### Çözülecek Problem
Aşağıdaki listede "Keep to two rules. Tag each instance of the bare" ifadesini içeren satırdan başlayıp listenin son satırında biten bölümü, iki uçtaki satırlar da dahil olmak üzere birebir yeniden yazın.

++++++++++

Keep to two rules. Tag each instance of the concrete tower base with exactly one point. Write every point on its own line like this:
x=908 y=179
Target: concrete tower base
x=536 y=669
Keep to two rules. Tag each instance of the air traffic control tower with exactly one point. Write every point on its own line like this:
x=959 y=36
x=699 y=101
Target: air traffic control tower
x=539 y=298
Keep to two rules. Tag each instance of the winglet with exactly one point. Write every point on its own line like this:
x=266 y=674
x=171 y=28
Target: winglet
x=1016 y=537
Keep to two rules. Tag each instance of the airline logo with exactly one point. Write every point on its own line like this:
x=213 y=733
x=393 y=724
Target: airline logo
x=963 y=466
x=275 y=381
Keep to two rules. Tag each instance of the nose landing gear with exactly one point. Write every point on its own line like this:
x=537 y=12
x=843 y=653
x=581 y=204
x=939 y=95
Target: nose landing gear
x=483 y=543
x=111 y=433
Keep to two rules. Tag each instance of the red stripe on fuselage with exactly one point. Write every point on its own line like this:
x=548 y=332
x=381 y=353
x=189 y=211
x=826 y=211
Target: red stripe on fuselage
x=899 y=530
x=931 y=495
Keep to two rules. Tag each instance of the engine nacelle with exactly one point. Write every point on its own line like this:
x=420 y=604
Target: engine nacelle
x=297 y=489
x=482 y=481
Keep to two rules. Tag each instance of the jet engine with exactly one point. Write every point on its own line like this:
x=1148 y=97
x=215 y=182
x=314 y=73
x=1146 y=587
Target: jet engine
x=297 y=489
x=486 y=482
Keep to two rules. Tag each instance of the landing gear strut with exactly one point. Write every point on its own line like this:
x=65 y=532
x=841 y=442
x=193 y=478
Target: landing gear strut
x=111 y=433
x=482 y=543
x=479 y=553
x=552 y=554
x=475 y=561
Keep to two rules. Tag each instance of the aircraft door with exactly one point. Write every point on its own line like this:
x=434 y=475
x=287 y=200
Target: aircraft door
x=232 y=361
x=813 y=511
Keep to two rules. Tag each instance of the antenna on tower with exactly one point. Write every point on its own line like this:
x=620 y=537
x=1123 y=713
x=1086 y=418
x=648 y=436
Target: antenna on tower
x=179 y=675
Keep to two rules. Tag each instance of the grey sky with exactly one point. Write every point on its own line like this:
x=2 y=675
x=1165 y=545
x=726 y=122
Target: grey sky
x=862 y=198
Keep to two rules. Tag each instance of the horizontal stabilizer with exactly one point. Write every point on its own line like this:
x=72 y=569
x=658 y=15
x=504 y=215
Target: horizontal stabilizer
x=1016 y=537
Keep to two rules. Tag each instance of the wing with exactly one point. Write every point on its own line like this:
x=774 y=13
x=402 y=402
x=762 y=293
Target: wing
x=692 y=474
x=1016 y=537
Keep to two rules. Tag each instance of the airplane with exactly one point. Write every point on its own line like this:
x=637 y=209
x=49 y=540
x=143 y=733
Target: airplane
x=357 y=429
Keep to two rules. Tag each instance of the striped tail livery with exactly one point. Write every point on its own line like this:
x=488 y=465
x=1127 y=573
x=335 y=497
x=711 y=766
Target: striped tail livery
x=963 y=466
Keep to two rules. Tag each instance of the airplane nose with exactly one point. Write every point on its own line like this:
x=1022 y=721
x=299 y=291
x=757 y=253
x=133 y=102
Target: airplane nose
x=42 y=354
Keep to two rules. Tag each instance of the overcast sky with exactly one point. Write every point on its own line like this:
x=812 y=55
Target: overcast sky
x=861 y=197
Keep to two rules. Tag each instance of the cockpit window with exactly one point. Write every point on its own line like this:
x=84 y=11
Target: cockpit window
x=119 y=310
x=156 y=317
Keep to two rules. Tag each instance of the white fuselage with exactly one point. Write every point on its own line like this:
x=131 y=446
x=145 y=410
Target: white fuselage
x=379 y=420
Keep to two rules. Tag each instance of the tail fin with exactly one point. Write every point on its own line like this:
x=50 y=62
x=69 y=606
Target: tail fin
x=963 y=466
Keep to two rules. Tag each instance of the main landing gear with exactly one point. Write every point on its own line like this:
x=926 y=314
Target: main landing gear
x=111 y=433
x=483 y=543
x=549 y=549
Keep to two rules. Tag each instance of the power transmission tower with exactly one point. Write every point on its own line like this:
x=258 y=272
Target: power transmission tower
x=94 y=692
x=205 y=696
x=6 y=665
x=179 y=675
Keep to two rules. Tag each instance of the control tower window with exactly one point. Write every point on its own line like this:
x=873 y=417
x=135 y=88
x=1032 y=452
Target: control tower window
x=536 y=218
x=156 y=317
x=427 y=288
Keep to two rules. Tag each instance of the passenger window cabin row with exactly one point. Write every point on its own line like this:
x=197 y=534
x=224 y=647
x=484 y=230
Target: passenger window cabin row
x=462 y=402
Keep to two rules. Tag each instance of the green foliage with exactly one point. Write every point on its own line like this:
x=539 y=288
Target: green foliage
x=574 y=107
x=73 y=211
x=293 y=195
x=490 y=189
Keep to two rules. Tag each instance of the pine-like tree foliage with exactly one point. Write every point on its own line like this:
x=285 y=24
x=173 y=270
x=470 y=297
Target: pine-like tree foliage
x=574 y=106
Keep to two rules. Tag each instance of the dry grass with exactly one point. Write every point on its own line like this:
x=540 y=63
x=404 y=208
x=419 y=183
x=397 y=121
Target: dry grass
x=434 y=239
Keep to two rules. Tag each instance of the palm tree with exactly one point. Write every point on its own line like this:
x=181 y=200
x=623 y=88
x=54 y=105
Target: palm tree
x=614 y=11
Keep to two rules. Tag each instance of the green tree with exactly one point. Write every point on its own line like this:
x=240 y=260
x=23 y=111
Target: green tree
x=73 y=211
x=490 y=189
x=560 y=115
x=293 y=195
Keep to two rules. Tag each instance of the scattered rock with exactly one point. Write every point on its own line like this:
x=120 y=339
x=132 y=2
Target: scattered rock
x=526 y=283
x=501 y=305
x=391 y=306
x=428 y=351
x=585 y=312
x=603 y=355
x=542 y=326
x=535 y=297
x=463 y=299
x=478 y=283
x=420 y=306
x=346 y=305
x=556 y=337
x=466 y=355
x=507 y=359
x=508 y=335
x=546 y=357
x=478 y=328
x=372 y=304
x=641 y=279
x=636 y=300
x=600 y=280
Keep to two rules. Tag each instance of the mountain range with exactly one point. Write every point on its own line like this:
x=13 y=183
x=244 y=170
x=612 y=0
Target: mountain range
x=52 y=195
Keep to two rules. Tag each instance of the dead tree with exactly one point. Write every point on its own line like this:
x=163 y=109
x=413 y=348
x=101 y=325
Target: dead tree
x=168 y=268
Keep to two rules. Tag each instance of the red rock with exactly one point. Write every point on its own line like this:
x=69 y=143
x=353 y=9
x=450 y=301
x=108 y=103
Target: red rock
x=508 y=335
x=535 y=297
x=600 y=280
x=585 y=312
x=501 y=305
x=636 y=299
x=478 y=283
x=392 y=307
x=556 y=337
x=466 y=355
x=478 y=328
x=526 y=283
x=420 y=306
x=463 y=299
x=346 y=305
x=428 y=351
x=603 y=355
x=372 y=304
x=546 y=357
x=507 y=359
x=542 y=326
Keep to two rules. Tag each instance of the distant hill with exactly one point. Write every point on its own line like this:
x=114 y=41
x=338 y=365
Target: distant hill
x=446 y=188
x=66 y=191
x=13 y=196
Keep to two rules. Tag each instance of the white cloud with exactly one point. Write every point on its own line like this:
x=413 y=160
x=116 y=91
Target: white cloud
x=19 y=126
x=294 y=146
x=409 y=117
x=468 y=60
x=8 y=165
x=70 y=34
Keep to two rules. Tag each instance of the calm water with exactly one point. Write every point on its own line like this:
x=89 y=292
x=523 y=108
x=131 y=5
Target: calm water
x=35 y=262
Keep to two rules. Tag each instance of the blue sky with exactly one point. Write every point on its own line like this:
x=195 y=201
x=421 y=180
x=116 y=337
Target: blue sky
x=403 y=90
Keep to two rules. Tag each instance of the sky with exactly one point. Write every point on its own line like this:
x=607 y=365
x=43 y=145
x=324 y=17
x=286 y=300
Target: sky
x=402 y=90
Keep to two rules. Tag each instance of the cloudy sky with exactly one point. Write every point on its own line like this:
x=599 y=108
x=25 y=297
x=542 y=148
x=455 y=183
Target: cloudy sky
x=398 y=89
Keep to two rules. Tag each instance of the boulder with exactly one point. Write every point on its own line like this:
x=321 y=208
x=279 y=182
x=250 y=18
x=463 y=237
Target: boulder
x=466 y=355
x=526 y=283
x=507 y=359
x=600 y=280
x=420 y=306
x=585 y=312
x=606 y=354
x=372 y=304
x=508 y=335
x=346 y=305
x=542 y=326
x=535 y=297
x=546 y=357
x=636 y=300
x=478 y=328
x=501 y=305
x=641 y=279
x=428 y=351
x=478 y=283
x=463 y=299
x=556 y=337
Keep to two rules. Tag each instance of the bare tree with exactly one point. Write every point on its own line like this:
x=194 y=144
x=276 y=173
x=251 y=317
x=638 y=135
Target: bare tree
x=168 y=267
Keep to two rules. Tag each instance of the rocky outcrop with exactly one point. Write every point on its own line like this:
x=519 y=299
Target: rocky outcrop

++++++++++

### Görev Çıktısı
Keep to two rules. Tag each instance of the bare tree with exactly one point. Write every point on its own line like this:
x=194 y=144
x=276 y=173
x=251 y=317
x=638 y=135
Target: bare tree
x=168 y=267
Keep to two rules. Tag each instance of the rocky outcrop with exactly one point. Write every point on its own line like this:
x=519 y=299
Target: rocky outcrop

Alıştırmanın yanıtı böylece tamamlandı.